▶ **EXTRACTED MATERIAL**:
== == ==

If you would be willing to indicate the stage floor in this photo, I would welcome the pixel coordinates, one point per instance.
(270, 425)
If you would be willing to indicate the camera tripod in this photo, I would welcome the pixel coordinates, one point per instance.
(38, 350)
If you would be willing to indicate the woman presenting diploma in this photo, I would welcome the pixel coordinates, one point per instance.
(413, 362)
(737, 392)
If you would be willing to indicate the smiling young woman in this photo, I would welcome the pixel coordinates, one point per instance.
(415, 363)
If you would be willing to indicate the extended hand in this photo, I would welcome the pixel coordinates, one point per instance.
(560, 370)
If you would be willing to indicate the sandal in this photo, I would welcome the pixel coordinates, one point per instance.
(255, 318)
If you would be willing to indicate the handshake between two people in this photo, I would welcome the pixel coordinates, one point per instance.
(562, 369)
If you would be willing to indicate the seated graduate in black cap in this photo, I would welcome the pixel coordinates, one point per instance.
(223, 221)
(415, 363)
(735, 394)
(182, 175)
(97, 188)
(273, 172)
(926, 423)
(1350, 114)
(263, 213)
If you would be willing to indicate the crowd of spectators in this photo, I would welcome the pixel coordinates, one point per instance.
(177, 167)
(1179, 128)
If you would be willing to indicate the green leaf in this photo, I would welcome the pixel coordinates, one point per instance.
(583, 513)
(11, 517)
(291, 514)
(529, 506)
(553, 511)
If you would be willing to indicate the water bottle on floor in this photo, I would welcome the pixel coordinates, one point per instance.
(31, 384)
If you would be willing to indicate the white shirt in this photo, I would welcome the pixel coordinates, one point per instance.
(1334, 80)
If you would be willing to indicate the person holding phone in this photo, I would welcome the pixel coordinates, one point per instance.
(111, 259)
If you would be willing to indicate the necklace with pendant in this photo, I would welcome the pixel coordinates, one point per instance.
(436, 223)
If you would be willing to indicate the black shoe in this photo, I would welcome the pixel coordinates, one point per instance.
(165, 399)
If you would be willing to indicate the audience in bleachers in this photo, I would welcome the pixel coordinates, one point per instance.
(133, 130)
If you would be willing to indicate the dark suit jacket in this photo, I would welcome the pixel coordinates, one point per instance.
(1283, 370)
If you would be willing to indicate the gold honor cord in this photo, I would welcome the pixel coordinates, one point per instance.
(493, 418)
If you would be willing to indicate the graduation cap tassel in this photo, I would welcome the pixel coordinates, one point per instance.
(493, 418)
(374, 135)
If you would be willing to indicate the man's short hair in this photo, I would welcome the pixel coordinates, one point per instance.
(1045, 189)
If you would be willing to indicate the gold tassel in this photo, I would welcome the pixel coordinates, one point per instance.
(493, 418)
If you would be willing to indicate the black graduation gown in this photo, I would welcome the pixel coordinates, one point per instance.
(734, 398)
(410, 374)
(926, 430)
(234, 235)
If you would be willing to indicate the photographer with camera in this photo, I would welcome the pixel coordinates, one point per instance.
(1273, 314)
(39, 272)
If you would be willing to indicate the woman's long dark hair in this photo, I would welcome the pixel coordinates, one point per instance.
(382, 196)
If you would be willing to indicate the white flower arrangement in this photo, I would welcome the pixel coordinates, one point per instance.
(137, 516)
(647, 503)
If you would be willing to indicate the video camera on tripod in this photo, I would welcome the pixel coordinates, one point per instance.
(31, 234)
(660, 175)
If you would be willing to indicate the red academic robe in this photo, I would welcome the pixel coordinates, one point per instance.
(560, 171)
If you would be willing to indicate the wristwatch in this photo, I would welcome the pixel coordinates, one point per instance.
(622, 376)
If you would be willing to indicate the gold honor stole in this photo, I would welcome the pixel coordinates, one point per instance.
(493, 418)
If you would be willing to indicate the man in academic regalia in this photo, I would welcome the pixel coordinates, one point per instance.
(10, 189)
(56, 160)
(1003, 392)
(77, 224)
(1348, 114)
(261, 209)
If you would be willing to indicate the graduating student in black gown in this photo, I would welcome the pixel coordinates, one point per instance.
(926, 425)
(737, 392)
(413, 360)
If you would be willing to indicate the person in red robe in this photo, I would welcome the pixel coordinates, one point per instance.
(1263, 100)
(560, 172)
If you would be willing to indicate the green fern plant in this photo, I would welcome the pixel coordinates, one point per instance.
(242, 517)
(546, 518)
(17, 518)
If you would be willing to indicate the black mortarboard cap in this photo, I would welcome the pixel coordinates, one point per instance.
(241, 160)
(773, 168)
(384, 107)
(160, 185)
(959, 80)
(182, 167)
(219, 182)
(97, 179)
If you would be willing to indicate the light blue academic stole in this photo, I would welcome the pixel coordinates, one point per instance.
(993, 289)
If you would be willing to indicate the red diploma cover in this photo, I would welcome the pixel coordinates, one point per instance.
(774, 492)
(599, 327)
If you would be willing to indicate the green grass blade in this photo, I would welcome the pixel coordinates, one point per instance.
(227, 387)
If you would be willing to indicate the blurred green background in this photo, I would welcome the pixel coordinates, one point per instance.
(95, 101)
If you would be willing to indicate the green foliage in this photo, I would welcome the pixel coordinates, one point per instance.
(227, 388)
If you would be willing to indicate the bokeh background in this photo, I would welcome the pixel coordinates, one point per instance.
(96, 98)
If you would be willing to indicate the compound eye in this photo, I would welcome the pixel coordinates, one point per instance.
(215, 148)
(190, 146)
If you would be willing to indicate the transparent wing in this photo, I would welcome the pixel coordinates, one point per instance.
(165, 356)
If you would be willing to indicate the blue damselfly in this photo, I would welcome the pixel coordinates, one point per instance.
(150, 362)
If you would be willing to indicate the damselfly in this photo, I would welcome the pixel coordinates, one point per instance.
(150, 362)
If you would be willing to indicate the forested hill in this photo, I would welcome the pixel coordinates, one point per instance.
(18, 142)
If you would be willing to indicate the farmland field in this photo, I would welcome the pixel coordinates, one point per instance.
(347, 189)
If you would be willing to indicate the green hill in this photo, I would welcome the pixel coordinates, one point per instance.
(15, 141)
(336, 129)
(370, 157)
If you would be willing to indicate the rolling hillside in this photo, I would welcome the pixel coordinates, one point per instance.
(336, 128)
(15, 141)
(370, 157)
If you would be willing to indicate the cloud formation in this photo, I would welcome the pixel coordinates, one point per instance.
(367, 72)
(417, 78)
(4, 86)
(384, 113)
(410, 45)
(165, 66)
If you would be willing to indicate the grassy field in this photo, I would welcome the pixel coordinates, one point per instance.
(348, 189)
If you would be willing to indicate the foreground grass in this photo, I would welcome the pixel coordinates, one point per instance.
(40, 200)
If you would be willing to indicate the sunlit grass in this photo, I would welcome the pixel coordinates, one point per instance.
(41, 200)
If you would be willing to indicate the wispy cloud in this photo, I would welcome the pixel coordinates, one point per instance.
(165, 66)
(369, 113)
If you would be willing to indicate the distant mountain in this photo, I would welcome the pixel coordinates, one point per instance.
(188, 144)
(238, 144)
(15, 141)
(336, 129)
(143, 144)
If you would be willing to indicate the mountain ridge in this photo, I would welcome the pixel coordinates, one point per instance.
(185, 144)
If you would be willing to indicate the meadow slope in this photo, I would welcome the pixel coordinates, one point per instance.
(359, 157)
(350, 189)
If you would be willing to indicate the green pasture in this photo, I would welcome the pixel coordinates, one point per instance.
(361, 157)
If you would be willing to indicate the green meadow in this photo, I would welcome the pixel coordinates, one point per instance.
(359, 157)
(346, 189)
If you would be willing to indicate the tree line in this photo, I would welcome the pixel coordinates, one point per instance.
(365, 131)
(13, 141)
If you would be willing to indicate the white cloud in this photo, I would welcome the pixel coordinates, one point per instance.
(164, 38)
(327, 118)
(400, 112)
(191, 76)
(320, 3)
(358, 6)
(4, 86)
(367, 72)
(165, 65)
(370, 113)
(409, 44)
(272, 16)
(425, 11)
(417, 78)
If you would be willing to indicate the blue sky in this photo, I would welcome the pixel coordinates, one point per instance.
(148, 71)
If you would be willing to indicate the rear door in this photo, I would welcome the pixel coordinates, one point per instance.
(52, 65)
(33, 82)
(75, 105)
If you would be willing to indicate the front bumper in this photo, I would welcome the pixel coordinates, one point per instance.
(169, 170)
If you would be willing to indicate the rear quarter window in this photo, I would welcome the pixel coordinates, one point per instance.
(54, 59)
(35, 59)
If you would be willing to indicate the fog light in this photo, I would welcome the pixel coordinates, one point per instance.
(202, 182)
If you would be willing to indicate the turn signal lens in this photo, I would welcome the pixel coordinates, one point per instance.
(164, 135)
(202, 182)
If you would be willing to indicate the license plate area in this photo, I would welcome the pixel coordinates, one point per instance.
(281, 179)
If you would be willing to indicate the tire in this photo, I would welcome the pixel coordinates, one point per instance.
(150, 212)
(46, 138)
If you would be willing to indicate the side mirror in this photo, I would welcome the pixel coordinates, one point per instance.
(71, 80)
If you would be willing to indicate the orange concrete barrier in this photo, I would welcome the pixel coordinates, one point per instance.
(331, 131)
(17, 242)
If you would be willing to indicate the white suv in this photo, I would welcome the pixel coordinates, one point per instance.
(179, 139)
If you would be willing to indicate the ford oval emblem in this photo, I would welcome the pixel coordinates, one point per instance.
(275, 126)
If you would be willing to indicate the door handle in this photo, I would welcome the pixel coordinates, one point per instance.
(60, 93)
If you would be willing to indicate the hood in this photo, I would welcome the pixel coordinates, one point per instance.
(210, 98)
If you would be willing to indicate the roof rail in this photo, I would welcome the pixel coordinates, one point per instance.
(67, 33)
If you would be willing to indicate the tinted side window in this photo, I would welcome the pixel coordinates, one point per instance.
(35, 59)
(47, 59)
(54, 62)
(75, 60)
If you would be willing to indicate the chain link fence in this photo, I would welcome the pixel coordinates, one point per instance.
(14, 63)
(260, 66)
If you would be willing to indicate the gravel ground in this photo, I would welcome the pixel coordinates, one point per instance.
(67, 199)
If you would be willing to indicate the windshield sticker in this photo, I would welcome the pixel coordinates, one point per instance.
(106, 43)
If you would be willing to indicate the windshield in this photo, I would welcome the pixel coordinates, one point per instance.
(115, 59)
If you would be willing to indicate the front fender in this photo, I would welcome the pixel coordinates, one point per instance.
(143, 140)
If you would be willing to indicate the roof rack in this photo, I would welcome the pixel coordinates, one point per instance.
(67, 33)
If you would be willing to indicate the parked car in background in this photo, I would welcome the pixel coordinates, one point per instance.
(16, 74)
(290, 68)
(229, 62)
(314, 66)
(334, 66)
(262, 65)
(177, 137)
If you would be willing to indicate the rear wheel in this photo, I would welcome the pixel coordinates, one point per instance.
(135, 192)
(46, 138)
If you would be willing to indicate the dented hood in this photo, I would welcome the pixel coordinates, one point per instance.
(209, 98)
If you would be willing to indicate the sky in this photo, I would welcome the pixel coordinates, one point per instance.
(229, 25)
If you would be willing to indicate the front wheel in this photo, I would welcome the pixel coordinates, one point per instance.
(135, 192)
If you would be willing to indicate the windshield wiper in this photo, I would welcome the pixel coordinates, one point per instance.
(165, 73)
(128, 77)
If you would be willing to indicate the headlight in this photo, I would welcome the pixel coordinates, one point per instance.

== == ==

▶ **TASK STATEMENT**: Write out again, unchanged, every line from the line containing "If you would be willing to indicate the dented" to the final line of the material above.

▶ **SOLUTION**:
If you would be willing to indicate the dented hood in this photo, I would welcome the pixel coordinates, one point per instance.
(209, 98)
If you would be willing to indicate the sky in this photo, I would welcome the pixel coordinates, one point per instance.
(229, 25)
If you would be willing to indicate the front wheel in this photo, I would welcome the pixel coordinates, one point per instance.
(135, 192)
If you would be willing to indicate the windshield wiper in this photo, I would welcome the pixel coordinates, one point per instance.
(165, 73)
(128, 77)
If you would be willing to indicate the headlight in this photo, I would welcome the pixel coordinates, one point per instance.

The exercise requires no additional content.